- **WHAT IS NEEDED**
Word for word, restate every line of the listing that follows.

- **INPUT ROWS**
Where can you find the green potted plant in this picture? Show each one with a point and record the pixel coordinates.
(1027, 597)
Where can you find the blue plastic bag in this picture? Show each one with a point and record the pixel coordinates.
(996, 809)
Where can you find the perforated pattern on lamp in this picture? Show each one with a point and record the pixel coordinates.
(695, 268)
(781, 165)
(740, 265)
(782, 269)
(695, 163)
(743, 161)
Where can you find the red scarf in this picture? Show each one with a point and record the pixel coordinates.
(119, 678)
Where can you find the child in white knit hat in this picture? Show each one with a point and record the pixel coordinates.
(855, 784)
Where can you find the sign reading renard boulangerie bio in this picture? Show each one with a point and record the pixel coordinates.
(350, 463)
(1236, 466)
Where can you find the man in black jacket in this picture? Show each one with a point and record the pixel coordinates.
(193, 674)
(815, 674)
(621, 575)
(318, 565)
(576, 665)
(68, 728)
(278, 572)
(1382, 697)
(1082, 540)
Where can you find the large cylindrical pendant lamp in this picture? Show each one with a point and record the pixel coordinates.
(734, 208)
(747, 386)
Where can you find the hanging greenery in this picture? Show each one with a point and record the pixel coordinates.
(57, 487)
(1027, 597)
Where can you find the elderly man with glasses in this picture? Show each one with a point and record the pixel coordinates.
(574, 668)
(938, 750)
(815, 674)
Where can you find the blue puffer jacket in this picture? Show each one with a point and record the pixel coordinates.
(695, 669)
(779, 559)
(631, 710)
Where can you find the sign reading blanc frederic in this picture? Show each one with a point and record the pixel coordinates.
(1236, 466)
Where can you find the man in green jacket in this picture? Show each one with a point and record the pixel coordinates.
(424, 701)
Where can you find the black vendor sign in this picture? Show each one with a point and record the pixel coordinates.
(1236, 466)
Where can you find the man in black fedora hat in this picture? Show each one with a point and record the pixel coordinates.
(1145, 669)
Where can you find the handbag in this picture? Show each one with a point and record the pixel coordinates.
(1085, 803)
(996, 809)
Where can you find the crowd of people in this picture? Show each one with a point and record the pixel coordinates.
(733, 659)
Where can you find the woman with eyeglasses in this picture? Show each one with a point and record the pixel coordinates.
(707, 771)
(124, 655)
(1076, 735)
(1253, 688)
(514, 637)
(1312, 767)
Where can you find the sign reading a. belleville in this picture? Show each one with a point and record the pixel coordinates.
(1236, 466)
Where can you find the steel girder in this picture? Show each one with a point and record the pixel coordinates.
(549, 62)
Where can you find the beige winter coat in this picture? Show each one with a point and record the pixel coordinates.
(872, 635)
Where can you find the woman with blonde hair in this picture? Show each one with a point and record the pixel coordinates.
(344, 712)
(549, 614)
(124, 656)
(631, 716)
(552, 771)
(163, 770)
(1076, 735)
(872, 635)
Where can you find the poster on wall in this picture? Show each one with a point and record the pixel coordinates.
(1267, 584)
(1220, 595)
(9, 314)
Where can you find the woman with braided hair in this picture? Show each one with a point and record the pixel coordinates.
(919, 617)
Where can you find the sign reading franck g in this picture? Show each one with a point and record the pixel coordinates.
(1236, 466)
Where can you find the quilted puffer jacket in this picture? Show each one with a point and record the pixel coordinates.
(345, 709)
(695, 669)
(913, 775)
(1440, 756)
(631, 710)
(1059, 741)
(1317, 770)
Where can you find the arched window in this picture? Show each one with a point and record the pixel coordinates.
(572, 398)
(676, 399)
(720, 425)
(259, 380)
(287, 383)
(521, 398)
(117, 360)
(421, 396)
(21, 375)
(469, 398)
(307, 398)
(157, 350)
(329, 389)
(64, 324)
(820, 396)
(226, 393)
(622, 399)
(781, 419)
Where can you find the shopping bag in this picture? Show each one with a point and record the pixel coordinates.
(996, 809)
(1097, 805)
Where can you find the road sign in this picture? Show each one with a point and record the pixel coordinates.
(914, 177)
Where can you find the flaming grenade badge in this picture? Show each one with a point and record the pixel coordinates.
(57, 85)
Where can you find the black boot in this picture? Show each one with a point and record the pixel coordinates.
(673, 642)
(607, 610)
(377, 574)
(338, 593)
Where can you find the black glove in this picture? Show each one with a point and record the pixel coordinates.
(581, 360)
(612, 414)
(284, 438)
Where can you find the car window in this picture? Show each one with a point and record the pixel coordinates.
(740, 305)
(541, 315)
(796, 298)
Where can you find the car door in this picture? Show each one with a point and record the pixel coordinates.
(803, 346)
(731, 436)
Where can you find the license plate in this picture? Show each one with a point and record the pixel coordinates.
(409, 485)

- **EXPECTED ANSWER**
Where can you find the green potted plant in this picture? Show each one with a point and record the pixel coordinates.
(1027, 597)
Where can you find the blue plastic bag in this picture? Show each one with a point and record the pixel coordinates.
(996, 809)
Where can you find the perforated pattern on lamp in this picture? Show each one with a point and record the pixel coordinates.
(695, 268)
(781, 165)
(740, 265)
(782, 269)
(695, 163)
(743, 161)
Where can you find the red scarf in this picture? Show each one with a point and record the pixel coordinates.
(119, 678)
Where can you find the child in white knit hat in this picture? Show each one with a point and record the pixel coordinates.
(855, 784)
Where can you find the sign reading renard boulangerie bio in this picture? Show each one with a point and record the pixel coordinates.
(350, 463)
(1236, 466)
Where can you find the man in black jacket in this picture? Show each one with a point and record the pixel coordinates.
(193, 674)
(815, 674)
(621, 575)
(318, 565)
(576, 665)
(68, 728)
(278, 572)
(1382, 697)
(1082, 540)
Where can you find the large cylindrical pendant lamp in this picture? Show each one with a point and record the pixel coordinates.
(734, 208)
(747, 386)
Where can you find the hanging greenery in this picture? Show each one with a point and record the pixel coordinates.
(57, 487)
(1027, 597)
Where can you find the elderly man with glasses in this picture? Show each one with a point and record the pixel coordinates.
(574, 668)
(938, 750)
(815, 674)
Where can you find the blue puffer jacket in this picture? Show each one with a point and record the pixel coordinates.
(695, 669)
(779, 559)
(631, 710)
Where can you find the sign reading blanc frederic in this picture? Show each one with a point and record the pixel coordinates.
(1236, 466)
Where can you find the man in green jacket in this picture? Show each one with a point and record the pixel coordinates.
(424, 701)
Where can you find the black vendor sign in this picture? Show each one with a point and record the pixel coordinates.
(1236, 466)
Where can you find the man in black fedora hat in this picture? Show each one with a point and record the pixel coordinates.
(1145, 669)
Where can you find the handbag in this picture? Show each one with a point and record the pixel coordinates.
(1085, 803)
(996, 809)
Where can you find the crowd of people in this picture? Show each one with a point and record the pixel coordinates.
(733, 659)
Where can you find the woman with eyeglasses in this picture? Show each one with a point and record the pixel coordinates.
(707, 771)
(124, 655)
(1076, 735)
(1253, 688)
(514, 637)
(1312, 767)
Where can you find the sign reading a. belleville in this picture? Show each one with a point and record the pixel coordinates.
(1236, 466)
Where can you find the steel girder in this picture? Show each one with a point and record the pixel coordinates.
(549, 62)
Where can you find the beige winter coat in this picture? Show each one with a point and record the pixel coordinates.
(872, 635)
Where can you find the woman with blonde hair in this picture? Show each one with a point and record the pixel coordinates.
(344, 712)
(549, 614)
(124, 656)
(631, 716)
(552, 771)
(163, 770)
(1076, 735)
(872, 635)
Where can you find the poster on wall in this picture? Show each one with a point and record the pixel coordinates.
(1267, 584)
(1220, 595)
(9, 314)
Where can you find the woman with braided hair in this picture? Show each one with a point and record the pixel coordinates.
(919, 617)
Where can you find the sign reading franck g in this picture? Show each one with a point and record the pixel coordinates.
(1236, 466)
Where can you find the quilted puffer jacket in this picture? Show each one with a point and record the pixel coordinates.
(345, 709)
(695, 669)
(913, 775)
(1440, 756)
(631, 710)
(1059, 741)
(1317, 770)
Where can you find the arched window in this picture? Show each one with a point and record the pixel coordinates.
(572, 398)
(676, 399)
(720, 425)
(259, 380)
(287, 383)
(521, 398)
(117, 360)
(421, 396)
(21, 375)
(469, 398)
(307, 398)
(157, 350)
(329, 389)
(64, 324)
(820, 396)
(226, 393)
(622, 399)
(781, 419)
Where can you find the shopping bag in this picture? Show each one with a point and record the pixel coordinates.
(996, 809)
(1097, 805)
Where can you find the road sign in this picture? Show each one with a point and record the pixel coordinates.
(914, 177)
Where can you find the flaming grenade badge in this picture? Show each one with a point and record the pixel coordinates.
(57, 85)
Where can you find the black boot in this picture? Show each one with a point and record the pixel coordinates.
(673, 642)
(607, 610)
(377, 574)
(338, 593)
Where can you find the black glove in this picture? Show each one with a point and record the pixel coordinates.
(581, 360)
(612, 414)
(284, 438)
Where can you find the car window in this picture? Show each one with a point and record the pixel coordinates.
(740, 305)
(541, 315)
(796, 298)
Where can you find the car door in this picture? Show each one with a point and record the pixel coordinates.
(803, 346)
(731, 436)
Where can you find the license plate in this picture? Show each one with a point and record the pixel coordinates.
(409, 485)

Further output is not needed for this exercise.